PROBLEM DETAILS: Copy everything from the start of the records down to the line that contains "x=242 y=259", including that line. Leave the pictures out of your copy.

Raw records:
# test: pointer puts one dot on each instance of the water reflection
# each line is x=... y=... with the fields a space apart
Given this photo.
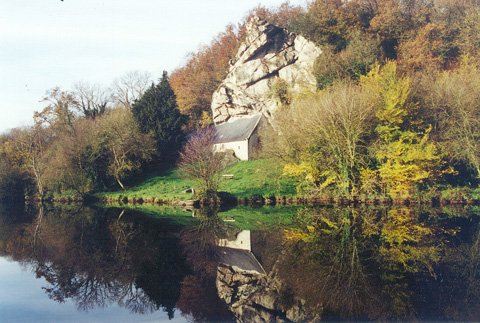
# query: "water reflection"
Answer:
x=332 y=263
x=97 y=258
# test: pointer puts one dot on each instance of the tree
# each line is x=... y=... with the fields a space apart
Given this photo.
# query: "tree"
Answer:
x=127 y=148
x=156 y=113
x=454 y=99
x=195 y=82
x=200 y=162
x=130 y=87
x=331 y=130
x=405 y=157
x=91 y=99
x=352 y=62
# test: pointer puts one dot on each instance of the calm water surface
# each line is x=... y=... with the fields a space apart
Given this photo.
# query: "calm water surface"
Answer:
x=82 y=264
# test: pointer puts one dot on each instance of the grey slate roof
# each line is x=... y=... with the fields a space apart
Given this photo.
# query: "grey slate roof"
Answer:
x=237 y=130
x=242 y=259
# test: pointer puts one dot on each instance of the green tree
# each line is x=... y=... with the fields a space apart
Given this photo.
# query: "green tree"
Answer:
x=156 y=113
x=405 y=157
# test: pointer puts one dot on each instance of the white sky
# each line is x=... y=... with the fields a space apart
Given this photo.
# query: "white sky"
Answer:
x=48 y=43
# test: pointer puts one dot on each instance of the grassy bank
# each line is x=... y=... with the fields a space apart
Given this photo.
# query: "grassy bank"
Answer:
x=260 y=177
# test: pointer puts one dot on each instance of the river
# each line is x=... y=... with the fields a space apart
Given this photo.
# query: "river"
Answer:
x=76 y=263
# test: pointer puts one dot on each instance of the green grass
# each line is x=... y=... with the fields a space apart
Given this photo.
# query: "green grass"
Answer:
x=177 y=215
x=259 y=177
x=247 y=218
x=243 y=218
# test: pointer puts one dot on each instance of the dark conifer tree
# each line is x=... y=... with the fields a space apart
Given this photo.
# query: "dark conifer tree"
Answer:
x=156 y=112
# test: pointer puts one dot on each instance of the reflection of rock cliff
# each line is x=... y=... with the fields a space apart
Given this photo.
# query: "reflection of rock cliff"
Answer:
x=269 y=53
x=249 y=293
x=255 y=297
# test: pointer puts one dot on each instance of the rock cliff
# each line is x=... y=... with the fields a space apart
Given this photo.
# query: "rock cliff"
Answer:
x=255 y=297
x=268 y=54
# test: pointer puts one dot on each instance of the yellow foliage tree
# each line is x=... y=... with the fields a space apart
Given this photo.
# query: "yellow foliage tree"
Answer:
x=406 y=158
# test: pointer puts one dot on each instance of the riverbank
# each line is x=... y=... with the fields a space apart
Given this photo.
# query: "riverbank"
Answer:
x=261 y=182
x=243 y=180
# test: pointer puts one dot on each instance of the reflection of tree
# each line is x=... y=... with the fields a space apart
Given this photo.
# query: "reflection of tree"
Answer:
x=330 y=265
x=97 y=258
x=362 y=260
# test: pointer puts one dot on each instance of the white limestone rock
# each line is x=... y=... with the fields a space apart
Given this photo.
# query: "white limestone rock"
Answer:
x=269 y=53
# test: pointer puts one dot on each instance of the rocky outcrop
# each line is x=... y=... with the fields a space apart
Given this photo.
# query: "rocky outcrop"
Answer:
x=268 y=54
x=255 y=297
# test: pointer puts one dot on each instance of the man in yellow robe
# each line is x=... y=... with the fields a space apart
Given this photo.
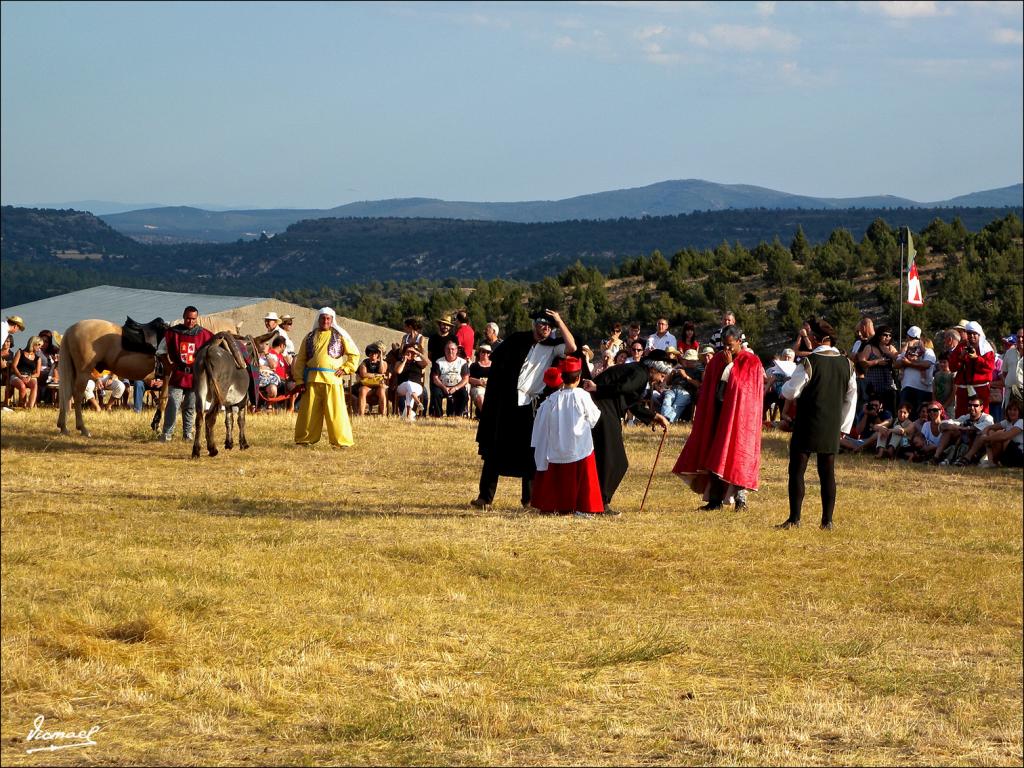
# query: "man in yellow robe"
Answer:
x=326 y=355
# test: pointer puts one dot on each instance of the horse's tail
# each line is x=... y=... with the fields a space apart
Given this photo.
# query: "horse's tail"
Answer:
x=68 y=375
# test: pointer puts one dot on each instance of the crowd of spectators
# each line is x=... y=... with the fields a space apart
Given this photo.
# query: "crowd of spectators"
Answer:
x=948 y=397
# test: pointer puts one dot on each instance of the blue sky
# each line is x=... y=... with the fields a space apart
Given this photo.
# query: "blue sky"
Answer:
x=315 y=104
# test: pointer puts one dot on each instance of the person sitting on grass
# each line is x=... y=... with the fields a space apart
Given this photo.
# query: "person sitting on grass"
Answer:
x=872 y=419
x=25 y=373
x=1003 y=442
x=928 y=435
x=565 y=480
x=450 y=383
x=960 y=434
x=894 y=440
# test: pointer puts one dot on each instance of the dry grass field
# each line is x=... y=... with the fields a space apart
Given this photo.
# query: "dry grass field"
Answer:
x=321 y=606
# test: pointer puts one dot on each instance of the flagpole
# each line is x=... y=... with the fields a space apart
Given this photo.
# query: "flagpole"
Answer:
x=900 y=337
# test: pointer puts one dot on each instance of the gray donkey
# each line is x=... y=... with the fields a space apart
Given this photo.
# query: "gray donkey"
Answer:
x=222 y=378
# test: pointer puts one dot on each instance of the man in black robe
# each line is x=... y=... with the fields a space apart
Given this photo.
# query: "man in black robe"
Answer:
x=616 y=390
x=514 y=383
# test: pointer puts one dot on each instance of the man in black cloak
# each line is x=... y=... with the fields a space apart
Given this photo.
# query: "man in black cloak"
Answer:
x=515 y=382
x=616 y=390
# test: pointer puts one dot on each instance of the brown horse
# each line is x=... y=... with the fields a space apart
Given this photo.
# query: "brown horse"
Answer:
x=93 y=344
x=214 y=326
x=222 y=379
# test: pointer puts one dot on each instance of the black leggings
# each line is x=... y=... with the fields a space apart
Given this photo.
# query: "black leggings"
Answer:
x=826 y=474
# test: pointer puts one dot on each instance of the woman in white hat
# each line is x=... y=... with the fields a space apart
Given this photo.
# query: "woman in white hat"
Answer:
x=973 y=363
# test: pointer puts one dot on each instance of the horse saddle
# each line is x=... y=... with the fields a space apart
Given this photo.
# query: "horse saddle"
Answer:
x=136 y=337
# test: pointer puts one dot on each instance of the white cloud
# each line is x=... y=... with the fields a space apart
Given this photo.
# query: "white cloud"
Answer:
x=645 y=33
x=907 y=8
x=753 y=38
x=659 y=5
x=1008 y=37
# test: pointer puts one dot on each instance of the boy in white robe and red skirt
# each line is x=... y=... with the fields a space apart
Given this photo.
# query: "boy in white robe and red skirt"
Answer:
x=563 y=446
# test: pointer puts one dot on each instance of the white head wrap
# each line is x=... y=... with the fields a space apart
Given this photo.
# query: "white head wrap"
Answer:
x=975 y=328
x=326 y=310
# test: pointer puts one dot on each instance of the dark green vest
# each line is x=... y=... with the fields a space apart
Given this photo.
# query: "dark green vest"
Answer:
x=819 y=408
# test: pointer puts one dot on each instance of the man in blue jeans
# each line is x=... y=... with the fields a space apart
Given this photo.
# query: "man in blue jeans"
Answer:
x=182 y=342
x=683 y=385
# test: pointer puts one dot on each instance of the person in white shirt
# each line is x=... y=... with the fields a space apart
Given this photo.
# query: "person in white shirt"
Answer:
x=963 y=432
x=563 y=446
x=1013 y=369
x=514 y=384
x=918 y=365
x=1003 y=442
x=662 y=339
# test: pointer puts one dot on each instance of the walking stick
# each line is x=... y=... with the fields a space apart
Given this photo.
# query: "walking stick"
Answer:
x=665 y=433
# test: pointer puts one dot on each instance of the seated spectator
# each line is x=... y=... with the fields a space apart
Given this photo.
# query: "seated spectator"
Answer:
x=1004 y=442
x=872 y=420
x=681 y=387
x=373 y=376
x=450 y=383
x=6 y=360
x=409 y=373
x=895 y=439
x=660 y=339
x=958 y=434
x=478 y=371
x=688 y=340
x=269 y=379
x=776 y=375
x=918 y=365
x=25 y=372
x=103 y=381
x=928 y=435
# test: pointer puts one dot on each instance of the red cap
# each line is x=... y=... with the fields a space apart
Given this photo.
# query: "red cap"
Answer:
x=553 y=377
x=571 y=365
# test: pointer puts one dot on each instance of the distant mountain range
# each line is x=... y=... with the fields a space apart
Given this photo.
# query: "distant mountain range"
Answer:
x=45 y=252
x=186 y=223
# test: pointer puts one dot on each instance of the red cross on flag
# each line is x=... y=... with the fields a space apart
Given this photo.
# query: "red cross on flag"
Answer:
x=914 y=295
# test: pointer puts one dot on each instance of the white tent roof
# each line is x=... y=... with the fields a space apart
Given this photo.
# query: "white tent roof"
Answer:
x=114 y=304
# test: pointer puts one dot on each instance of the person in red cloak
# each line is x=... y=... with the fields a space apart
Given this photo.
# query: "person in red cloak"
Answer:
x=722 y=455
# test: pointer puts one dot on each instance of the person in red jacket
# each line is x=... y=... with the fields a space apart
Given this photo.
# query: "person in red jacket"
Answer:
x=182 y=342
x=973 y=363
x=465 y=336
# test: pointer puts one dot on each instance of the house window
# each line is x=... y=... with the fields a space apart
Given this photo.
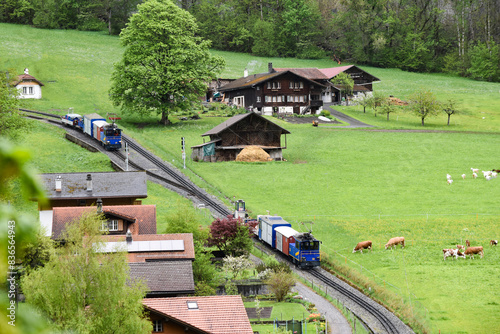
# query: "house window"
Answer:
x=157 y=326
x=113 y=225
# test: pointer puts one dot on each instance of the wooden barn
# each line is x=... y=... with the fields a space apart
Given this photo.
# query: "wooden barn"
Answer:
x=230 y=137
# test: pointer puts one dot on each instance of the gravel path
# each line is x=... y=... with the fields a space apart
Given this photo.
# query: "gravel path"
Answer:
x=353 y=123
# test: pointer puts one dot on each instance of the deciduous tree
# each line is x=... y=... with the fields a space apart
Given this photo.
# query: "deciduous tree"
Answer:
x=423 y=104
x=230 y=235
x=85 y=291
x=165 y=66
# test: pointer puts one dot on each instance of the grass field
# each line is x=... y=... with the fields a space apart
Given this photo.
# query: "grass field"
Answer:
x=353 y=184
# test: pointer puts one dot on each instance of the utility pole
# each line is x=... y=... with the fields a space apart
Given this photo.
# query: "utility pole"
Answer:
x=183 y=147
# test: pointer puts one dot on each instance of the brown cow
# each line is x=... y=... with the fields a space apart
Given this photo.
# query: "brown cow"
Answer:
x=474 y=250
x=362 y=245
x=393 y=242
x=452 y=252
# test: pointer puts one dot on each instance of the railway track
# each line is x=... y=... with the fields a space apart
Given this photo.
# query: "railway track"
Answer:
x=385 y=322
x=181 y=183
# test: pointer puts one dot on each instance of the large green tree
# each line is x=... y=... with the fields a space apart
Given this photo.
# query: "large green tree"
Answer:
x=165 y=66
x=345 y=83
x=423 y=104
x=85 y=291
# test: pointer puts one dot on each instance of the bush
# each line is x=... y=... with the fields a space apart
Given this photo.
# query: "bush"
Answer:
x=325 y=113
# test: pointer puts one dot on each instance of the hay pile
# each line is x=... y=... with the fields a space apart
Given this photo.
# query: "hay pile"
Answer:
x=253 y=154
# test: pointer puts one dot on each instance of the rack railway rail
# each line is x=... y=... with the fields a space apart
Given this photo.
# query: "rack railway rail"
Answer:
x=179 y=182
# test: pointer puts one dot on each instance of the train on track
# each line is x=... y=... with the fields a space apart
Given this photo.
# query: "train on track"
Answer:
x=94 y=125
x=301 y=248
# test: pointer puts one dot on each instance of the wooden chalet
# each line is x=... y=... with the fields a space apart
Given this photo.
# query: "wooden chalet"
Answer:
x=267 y=93
x=230 y=137
x=83 y=189
x=198 y=315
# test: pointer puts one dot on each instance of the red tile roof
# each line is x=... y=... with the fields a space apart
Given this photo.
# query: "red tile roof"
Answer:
x=215 y=314
x=143 y=216
x=164 y=277
x=24 y=78
x=309 y=73
x=333 y=71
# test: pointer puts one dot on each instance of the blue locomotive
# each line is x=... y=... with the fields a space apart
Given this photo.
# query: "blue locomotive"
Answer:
x=301 y=248
x=94 y=125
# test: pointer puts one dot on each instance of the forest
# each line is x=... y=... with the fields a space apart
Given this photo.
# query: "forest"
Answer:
x=459 y=37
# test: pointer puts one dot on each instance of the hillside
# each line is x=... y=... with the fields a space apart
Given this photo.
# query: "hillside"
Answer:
x=353 y=184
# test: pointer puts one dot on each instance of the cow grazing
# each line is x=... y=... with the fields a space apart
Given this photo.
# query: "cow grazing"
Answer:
x=456 y=253
x=474 y=250
x=363 y=245
x=393 y=242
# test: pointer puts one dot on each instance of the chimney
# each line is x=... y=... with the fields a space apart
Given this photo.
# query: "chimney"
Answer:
x=58 y=183
x=99 y=206
x=270 y=68
x=89 y=182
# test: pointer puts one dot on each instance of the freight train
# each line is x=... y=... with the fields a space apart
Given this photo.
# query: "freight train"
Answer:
x=301 y=248
x=94 y=125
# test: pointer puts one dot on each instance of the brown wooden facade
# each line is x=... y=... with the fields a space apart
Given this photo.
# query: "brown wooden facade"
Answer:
x=267 y=93
x=230 y=137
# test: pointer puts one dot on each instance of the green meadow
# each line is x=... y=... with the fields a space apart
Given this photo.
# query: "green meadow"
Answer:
x=353 y=185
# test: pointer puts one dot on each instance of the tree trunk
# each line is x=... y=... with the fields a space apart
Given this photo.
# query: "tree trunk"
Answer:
x=164 y=118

EXPECTED OUTPUT:
# test: pointer puts one dot on each instance of the water reflection
# each line is x=... y=... with the fields a space apart
Given this photo.
# query: "water reflection"
Answer:
x=332 y=263
x=97 y=258
# test: pointer puts one dot on each instance of the tree
# each line is x=... y=... with the fields a space apart
Given this photo.
# query: "tree"
Answer:
x=127 y=148
x=156 y=113
x=454 y=99
x=195 y=82
x=200 y=162
x=130 y=87
x=331 y=130
x=405 y=157
x=91 y=99
x=352 y=62
# test: pointer puts one dot on each instance of the calm water surface
# each line is x=... y=... with the fields a space apart
Given this photo.
# query: "calm water surface"
Answer:
x=82 y=264
# test: pointer puts one dot on each instance of the grey slate roof
# each line is x=... y=... with the fields a space apart
Given this photo.
# query: "grey slate roof"
Answer:
x=237 y=130
x=242 y=259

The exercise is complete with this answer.